§ Text excerpt:

Please leave comments about this issue if you have any other suggestions.

I'm OK with @jinevening 's conclusion.

Maybe @Samsung/one_onert can give how it is treated in runtime?

jinevening commented 3 weeks ago

I've heard that shape inference is done after an actual input is given. @hseok-oh @ragmani Or, does onert have inference logic for dynamic shape?

seanshpark commented 3 weeks ago

(1) [1,8,3,1] (2) [1,8,?,1]

Have you checked torch or tensorflow for this case?

jinevening commented 3 weeks ago

I found that xla also goes with the approach (1)

XLA is a compiler for tensorflow. I didn't check torch.

ragmani commented 3 weeks ago

@jinevening

I've heard that shape inference is done after an actual input is given. @hseok-oh @ragmani Or, does onert have inference logic for dynamic shape?

Yes, onert has inference logic that infers shapes of outputs of nodes from first dynamic tensor sequentially. An actual input can be a candidate for the first dynamic tensor.

mhs4670go commented 3 weeks ago

FYI, here is the tflite conversion example.

Codes

import tensorflow as tf

x1 = tf.keras.Input(shape=(2,None))
x2 = tf.keras.Input(shape=(2,3))
concat = tf.keras.layers.Concatenate(axis=1)([x1, x2])

model = tf.keras.models.Model(inputs=[x1, x2], outputs=concat)

converter = tf.lite.TFLiteConverter.from_keras_model(model)
tflite_model = converter.convert()

with open('model.tflite', 'wb') as f:
  f.write(tflite_model)

§ Dataset entries:
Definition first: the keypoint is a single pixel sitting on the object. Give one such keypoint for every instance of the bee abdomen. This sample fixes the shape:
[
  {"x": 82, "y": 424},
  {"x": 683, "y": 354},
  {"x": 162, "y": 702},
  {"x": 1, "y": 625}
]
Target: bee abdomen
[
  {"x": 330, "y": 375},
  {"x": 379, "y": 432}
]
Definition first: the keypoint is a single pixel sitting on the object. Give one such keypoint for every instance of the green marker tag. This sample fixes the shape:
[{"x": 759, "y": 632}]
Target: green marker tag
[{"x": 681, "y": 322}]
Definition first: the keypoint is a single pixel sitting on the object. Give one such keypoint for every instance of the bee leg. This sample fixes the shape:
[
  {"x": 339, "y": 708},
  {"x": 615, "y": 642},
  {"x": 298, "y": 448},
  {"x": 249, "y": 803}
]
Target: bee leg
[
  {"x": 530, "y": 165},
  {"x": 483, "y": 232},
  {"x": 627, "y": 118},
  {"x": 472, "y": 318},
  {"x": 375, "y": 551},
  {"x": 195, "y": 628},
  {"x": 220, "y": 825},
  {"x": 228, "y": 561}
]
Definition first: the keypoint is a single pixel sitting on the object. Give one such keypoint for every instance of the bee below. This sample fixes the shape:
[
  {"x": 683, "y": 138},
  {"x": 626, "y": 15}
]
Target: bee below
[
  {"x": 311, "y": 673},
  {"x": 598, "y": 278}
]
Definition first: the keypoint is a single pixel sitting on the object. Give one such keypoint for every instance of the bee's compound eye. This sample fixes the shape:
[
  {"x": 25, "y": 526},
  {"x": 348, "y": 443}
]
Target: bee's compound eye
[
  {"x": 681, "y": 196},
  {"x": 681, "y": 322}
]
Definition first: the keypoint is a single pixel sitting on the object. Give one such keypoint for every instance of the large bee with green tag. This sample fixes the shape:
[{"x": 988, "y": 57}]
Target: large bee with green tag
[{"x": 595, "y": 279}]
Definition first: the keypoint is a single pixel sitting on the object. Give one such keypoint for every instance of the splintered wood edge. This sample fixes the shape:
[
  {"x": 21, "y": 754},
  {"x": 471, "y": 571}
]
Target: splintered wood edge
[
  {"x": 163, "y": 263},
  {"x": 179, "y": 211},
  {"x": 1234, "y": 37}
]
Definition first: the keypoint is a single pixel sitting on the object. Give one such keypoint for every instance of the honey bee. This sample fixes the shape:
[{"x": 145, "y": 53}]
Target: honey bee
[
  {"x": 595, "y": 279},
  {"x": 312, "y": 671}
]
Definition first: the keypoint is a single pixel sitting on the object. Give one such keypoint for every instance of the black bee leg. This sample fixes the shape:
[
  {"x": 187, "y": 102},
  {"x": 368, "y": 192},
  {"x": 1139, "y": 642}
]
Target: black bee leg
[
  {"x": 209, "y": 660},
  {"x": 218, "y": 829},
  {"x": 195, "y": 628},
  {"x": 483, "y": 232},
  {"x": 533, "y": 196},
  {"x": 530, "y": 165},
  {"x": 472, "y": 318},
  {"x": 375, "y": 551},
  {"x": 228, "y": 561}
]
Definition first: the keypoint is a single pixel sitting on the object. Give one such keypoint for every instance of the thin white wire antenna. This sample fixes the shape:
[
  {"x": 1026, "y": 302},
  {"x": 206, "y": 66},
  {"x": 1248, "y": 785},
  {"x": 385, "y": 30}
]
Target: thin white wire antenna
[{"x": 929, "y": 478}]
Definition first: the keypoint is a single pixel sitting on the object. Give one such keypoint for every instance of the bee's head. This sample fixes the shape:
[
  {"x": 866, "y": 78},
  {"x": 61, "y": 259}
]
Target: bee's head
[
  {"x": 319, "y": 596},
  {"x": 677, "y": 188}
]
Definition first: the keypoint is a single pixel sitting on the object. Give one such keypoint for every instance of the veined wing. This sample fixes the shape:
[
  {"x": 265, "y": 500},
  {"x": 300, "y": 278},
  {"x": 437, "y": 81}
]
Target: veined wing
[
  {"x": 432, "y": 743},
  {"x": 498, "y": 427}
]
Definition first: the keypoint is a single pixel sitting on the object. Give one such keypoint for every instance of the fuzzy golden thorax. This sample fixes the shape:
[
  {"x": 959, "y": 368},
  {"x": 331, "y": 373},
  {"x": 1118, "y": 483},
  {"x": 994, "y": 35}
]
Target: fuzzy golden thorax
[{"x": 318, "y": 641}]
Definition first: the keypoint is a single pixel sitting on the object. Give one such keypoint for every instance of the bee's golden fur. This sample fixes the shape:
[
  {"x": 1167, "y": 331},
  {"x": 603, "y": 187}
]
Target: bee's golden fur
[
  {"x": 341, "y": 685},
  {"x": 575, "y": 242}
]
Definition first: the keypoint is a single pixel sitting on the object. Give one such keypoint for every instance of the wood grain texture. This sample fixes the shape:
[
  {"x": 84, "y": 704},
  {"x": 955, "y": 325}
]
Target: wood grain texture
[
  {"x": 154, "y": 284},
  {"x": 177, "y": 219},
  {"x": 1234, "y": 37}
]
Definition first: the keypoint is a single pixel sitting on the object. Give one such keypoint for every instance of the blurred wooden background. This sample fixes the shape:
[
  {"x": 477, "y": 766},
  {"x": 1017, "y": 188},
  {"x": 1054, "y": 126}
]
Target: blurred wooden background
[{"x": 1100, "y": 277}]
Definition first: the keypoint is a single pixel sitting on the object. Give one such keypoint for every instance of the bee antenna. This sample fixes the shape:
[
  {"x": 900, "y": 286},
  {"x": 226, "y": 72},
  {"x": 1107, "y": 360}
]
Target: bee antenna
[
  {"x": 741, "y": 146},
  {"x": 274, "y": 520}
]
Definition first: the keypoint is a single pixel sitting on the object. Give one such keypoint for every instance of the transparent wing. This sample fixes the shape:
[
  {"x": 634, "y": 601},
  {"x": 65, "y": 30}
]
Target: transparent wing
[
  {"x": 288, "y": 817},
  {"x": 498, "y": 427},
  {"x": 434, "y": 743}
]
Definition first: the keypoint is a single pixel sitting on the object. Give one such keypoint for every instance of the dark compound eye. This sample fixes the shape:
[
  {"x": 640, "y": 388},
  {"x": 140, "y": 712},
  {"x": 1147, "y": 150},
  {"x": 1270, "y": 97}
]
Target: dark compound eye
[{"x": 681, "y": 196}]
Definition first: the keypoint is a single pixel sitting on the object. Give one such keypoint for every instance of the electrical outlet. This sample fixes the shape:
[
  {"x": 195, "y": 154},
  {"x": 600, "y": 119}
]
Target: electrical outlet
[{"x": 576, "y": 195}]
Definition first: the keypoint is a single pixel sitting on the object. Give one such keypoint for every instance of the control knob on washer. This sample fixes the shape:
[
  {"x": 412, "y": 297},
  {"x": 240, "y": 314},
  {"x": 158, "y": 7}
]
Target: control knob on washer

§ Requirement: In the shape inference discussion, reproduce word for word the passage from "x1 = tf.keras.Input(shape=(2,None))" to "tf.keras.models.Model(inputs=[x1, x2], outputs=concat)".

§ Solution below:
x1 = tf.keras.Input(shape=(2,None))
x2 = tf.keras.Input(shape=(2,3))
concat = tf.keras.layers.Concatenate(axis=1)([x1, x2])

model = tf.keras.models.Model(inputs=[x1, x2], outputs=concat)